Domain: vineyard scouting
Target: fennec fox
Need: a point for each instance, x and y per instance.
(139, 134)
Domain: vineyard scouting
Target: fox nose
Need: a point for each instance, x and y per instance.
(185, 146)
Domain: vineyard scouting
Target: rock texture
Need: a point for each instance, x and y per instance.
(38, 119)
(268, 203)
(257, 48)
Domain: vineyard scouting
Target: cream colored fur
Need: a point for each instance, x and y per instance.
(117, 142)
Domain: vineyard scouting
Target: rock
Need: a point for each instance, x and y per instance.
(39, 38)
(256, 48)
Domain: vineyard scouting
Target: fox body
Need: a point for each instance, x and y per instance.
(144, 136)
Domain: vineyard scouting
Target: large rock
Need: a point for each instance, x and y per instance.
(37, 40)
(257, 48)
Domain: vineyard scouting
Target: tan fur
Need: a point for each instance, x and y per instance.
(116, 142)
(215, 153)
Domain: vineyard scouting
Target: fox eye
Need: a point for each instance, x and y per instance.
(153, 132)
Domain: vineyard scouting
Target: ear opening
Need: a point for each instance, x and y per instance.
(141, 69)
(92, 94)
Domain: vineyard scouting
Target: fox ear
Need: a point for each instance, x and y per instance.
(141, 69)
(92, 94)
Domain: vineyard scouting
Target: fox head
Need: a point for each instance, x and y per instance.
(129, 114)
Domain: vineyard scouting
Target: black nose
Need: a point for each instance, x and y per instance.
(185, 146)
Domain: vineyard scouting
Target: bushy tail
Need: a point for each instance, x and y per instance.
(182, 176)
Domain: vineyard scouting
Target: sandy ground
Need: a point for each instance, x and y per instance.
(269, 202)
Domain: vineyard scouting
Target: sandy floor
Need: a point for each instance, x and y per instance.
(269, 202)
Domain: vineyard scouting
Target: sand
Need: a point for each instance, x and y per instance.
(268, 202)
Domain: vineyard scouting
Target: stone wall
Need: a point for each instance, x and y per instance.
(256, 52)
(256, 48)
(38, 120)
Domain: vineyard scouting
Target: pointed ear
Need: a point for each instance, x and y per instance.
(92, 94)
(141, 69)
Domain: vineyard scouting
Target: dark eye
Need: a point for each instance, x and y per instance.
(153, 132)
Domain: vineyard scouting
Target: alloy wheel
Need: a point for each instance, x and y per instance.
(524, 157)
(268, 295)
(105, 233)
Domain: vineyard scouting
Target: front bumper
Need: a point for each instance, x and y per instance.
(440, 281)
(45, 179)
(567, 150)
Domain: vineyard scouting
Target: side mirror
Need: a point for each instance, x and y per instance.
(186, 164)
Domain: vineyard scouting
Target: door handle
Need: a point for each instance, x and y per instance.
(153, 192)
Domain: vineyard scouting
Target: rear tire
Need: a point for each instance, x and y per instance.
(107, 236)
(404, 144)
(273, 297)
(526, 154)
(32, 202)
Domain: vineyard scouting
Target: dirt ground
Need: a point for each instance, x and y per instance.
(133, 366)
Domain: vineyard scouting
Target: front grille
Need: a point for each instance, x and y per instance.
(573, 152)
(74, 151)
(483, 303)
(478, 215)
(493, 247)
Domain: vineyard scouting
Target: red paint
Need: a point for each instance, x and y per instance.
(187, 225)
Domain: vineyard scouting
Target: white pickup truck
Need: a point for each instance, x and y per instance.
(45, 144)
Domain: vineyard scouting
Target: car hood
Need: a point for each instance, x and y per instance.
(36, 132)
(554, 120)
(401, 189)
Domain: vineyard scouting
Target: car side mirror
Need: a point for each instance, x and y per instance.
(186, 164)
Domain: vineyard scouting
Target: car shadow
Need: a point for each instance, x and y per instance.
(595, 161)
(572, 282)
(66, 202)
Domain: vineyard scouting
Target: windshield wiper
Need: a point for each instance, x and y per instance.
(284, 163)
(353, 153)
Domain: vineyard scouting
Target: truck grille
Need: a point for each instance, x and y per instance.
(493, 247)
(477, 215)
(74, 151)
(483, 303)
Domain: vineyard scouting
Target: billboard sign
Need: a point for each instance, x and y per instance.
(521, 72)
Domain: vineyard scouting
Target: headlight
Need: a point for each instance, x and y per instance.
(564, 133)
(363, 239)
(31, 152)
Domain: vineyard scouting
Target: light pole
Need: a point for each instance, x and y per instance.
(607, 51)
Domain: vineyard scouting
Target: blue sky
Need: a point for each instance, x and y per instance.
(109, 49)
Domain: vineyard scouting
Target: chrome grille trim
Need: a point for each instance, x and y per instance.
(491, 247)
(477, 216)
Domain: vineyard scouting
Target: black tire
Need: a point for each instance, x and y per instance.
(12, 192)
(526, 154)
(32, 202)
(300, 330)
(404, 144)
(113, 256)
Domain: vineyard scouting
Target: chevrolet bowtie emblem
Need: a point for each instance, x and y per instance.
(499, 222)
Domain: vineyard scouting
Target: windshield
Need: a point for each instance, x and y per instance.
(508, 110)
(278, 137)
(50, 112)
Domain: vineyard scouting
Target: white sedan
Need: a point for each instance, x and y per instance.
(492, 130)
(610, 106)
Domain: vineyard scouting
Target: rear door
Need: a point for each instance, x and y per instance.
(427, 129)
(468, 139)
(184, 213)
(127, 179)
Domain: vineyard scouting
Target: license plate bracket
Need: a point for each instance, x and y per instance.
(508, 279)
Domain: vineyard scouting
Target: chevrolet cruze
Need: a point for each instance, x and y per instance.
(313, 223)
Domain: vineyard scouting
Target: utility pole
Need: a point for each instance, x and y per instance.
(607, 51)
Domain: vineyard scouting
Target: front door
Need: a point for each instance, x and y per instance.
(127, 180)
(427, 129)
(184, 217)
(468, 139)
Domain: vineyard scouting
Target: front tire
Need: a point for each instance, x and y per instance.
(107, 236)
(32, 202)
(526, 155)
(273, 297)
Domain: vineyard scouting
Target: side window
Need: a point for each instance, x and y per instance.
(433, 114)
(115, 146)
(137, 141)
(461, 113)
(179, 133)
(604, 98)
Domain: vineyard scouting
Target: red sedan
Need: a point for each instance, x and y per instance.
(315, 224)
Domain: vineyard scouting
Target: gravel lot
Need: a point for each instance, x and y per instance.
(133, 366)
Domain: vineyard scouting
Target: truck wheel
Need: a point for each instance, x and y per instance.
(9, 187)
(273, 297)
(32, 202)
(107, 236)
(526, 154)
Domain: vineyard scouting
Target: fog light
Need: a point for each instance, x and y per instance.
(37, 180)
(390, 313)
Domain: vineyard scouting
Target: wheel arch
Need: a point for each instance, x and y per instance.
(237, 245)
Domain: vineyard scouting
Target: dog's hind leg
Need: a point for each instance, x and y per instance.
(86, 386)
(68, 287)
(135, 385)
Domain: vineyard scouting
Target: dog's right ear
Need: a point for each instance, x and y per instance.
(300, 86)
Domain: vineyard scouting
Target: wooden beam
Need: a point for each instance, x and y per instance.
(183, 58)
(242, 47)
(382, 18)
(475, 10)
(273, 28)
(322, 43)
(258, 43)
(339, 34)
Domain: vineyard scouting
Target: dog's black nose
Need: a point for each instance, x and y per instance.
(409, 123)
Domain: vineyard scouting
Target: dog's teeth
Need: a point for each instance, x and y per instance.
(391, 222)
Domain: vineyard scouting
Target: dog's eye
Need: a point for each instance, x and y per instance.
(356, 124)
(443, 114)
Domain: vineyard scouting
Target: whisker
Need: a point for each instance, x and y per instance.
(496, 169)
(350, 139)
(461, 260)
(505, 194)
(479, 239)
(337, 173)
::::
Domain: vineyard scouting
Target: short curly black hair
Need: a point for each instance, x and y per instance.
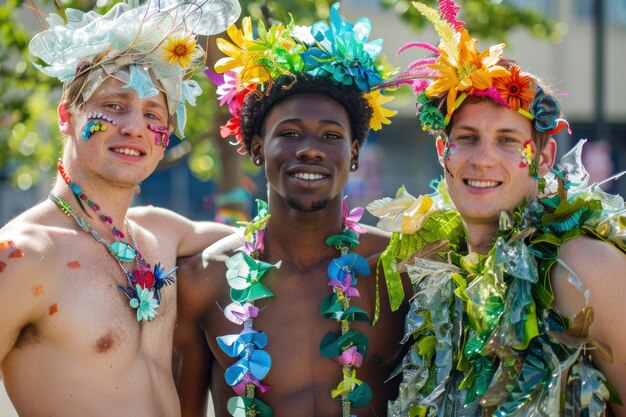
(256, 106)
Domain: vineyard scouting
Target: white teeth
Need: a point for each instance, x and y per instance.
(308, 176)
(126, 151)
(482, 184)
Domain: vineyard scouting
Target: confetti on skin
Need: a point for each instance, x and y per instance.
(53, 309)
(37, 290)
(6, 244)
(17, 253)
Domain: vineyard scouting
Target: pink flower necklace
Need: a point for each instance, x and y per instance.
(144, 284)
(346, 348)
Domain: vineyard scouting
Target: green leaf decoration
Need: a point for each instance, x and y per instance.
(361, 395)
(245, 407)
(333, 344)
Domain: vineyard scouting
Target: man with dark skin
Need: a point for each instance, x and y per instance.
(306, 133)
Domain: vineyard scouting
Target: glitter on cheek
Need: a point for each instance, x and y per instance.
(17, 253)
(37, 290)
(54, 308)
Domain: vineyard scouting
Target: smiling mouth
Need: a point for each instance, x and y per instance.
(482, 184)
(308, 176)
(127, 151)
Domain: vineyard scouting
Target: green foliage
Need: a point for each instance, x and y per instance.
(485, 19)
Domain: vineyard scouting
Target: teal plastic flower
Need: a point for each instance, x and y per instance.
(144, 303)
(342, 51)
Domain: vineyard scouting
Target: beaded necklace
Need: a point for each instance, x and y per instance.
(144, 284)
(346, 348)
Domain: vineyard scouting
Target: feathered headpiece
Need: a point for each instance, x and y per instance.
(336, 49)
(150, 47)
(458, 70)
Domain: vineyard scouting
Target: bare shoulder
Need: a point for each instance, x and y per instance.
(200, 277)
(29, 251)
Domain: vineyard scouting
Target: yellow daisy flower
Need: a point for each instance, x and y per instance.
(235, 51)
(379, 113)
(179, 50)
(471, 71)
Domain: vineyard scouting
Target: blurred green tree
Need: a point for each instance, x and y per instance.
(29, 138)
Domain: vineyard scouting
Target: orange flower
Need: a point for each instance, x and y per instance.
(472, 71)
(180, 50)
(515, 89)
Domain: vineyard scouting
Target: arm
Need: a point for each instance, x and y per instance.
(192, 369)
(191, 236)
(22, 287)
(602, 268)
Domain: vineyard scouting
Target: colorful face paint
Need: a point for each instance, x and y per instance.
::::
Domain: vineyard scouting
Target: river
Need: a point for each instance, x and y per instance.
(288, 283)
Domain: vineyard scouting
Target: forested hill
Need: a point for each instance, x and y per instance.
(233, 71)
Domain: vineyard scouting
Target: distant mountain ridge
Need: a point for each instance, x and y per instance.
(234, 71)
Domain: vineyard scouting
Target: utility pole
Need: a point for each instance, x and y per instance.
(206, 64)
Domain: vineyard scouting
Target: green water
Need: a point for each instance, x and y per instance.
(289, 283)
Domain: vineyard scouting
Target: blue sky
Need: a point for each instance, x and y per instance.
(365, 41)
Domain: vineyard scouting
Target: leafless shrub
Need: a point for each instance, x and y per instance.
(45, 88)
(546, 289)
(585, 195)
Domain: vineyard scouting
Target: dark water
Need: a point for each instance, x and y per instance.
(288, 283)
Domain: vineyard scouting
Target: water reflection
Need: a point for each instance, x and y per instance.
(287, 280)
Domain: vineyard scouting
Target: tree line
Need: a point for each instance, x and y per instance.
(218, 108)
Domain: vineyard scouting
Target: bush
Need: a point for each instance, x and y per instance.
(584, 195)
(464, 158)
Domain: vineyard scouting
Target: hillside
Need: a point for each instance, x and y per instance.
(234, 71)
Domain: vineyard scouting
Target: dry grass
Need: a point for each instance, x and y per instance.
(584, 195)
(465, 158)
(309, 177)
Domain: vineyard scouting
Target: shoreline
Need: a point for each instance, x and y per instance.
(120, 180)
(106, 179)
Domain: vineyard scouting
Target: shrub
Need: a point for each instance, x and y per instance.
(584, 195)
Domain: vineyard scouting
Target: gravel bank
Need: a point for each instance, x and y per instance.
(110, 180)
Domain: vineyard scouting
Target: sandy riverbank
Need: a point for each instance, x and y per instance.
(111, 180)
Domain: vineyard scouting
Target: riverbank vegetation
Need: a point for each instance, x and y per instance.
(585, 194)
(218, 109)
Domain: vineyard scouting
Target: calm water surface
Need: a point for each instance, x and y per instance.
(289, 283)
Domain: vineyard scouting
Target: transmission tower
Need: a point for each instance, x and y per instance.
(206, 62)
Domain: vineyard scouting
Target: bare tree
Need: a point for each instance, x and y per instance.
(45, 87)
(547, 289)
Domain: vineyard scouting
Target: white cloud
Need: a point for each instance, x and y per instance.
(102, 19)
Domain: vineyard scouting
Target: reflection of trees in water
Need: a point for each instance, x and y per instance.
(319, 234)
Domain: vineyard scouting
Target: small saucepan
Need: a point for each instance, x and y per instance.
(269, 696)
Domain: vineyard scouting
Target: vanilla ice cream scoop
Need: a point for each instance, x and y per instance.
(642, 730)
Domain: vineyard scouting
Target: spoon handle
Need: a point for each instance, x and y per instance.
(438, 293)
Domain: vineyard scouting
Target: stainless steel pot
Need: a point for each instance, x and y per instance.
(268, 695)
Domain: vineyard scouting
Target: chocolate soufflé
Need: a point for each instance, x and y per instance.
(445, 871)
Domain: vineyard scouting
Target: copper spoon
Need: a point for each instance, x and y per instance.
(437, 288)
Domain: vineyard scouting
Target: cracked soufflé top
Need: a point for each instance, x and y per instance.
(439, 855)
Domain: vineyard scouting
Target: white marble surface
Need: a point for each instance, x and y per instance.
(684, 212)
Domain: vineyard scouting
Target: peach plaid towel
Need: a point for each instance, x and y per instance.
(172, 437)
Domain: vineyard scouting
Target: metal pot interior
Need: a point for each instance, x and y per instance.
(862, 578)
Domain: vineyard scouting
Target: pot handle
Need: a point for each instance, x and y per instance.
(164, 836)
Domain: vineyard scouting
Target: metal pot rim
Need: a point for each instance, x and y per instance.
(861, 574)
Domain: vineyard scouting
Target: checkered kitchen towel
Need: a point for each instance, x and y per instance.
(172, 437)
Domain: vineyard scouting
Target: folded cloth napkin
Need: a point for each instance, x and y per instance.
::::
**Problem to work on**
Which lines of the records above hold the word "rock"? Copy each of them.

**Exercise output**
Target: rock texture
Target: rock
Target: large rock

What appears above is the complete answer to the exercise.